# Texto de apoio:
——————————
Tinindo as espadas. Para quê? Para nada

(*) Carlos Brickmann

O presidente da Petrobras pediu demissão, como Bolsonaro queria. E que é que vai acontecer? Os preços vão continuar altos. O ministro de Minas e Energia, Adolfo Sachsida (nomeado há pouquíssimo tempo por Bolsonaro) disse ontem na Câmara que não é possível interferir na política de preços da Petrobras. O ministro que manda de verdade no Governo, Ciro Nogueira, do PP e do Centrão, disse que é contra desvincular o preço dos combustíveis da variação do dólar e da cotação internacional. O que pode ocorrer é a criação de um fundo para diluir os aumentos por períodos maiores. O fundo seria formado com os dividendos que a Petrobras paga ao Governo e com aumento dos impostos sobre as operações da empresa. São verbas que vão faltar para outros setores – o Auxílio Brasil, por exemplo. Ou Educação e Saúde.

Mas, se é tudo apenas maquiagem, por que tanta briga? Guerra eleitoral: Bolsonaro administra por atrito, precisa ter inimigos mesmo entre os amigos. E por que, sendo o sócio majoritário da Petrobras, o Governo não mexe na política de preços da empresa? Aí é preciso voltar alguns anos no tempo.
——————————
Registros de uma coleção:

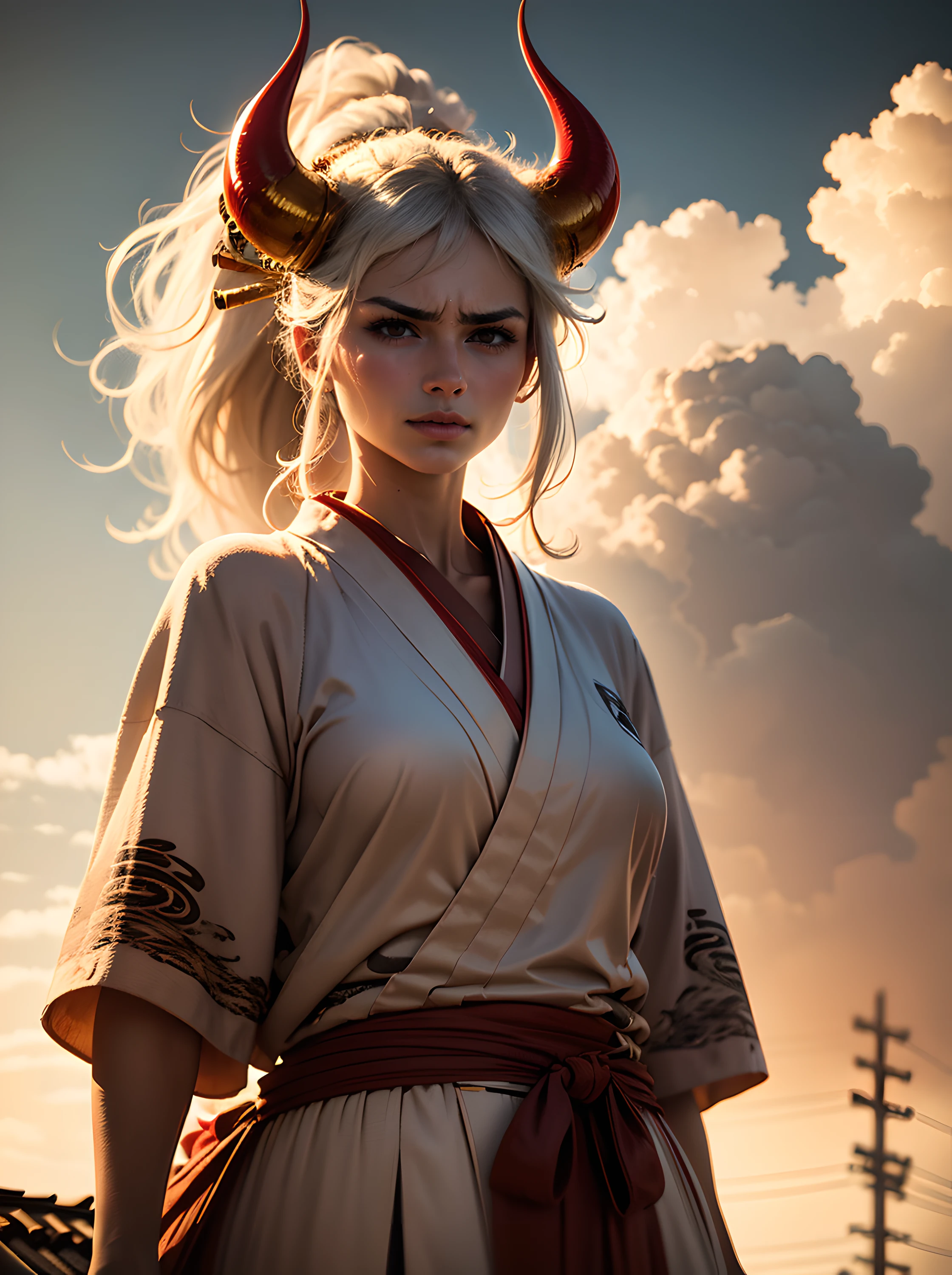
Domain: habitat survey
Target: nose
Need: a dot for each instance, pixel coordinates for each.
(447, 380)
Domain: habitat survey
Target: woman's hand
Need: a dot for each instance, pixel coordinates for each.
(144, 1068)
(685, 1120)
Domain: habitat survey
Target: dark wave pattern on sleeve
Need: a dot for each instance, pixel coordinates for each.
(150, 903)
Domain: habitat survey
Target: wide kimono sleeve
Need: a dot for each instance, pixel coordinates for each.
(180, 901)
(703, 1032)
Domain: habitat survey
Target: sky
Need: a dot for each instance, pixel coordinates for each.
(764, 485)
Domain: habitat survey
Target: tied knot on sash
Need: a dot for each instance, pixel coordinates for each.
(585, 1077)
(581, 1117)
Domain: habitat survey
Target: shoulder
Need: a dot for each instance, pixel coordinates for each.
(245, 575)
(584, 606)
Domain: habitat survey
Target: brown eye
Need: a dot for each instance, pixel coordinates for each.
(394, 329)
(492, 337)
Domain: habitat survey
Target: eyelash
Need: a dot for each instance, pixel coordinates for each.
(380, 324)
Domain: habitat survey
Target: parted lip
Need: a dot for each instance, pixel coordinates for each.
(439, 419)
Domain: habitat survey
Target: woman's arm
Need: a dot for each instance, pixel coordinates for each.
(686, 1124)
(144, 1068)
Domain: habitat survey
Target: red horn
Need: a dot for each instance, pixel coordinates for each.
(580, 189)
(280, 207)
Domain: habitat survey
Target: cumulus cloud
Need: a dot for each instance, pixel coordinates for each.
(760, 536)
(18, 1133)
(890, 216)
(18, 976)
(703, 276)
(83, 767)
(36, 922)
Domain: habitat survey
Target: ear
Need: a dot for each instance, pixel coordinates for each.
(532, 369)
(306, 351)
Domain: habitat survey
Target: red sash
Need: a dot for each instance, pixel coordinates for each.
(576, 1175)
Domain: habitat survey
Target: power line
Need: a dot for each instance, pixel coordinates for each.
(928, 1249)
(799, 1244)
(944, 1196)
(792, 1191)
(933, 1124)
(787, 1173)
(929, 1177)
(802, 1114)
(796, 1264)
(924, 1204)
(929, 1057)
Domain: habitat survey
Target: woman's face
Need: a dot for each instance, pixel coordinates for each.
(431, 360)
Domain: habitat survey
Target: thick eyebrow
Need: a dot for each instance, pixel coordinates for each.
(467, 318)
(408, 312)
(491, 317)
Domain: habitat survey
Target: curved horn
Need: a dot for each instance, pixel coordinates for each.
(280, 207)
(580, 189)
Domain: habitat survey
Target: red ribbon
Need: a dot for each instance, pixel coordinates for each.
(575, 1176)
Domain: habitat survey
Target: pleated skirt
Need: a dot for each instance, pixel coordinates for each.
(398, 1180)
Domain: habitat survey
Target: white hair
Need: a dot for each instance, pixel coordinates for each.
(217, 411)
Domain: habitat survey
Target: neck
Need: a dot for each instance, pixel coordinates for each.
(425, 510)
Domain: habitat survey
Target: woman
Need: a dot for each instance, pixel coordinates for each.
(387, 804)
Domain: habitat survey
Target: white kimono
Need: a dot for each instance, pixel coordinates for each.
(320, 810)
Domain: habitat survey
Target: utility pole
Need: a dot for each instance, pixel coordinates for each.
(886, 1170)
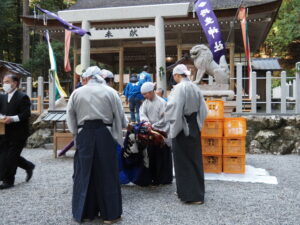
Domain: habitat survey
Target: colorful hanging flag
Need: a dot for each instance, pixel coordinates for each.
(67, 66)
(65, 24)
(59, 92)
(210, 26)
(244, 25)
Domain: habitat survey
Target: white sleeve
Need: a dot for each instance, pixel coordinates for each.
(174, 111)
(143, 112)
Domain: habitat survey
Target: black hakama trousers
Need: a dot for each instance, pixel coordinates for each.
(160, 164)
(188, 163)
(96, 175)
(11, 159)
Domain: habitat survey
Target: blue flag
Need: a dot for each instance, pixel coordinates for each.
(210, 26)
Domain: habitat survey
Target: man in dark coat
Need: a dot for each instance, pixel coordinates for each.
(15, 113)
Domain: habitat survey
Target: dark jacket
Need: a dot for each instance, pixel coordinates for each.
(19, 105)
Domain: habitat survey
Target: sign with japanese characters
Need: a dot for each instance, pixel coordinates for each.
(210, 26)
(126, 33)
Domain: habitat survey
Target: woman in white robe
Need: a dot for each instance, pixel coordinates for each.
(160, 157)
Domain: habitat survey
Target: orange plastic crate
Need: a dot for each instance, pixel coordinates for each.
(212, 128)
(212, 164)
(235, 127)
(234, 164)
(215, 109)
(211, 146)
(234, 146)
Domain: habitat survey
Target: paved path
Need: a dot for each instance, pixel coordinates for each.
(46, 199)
——————————
# Complete o seguinte:
1) Reúna todas as linhas dos registros que contêm a palavra "sash".
2) Dê continuidade ao texto sobre a política de preços da Petrobras, começando logo após a última frase apresentada.

# Respostas dos exercícios:
1)
Target: tied knot on sash
Target: red sash

2)
Com a Operação Lava Jato divulgando a ordenha da Petrobras nos governos petistas, os sócios minoritários pediram imensas indenizações à empresa, proporcionais aos valores envolvidos: falou-se de R$ 4 bilhões que foram devolvidos, mais jatinhos, obras de arte, coisas caras. Michel Temer acertou tudo, mas garantindo que o lucro dos minoritários seria mantido.

O acerto

Dizem que foi um bom acerto, evitando processos que poderiam quebrar a Petrobras. Seja bom ou não, existe; faz parte das normas de conduta (“compliance”) da empresa. Violá-lo seria brigar com fundos de pensão internacionais, que têm mais da metade do capital da Petrobras – o Governo tem a maioria do capital votante, manda na empresa, mas tem de cumprir as normas acertadas.

Seria uma briga muito cara e difícil de ganhar.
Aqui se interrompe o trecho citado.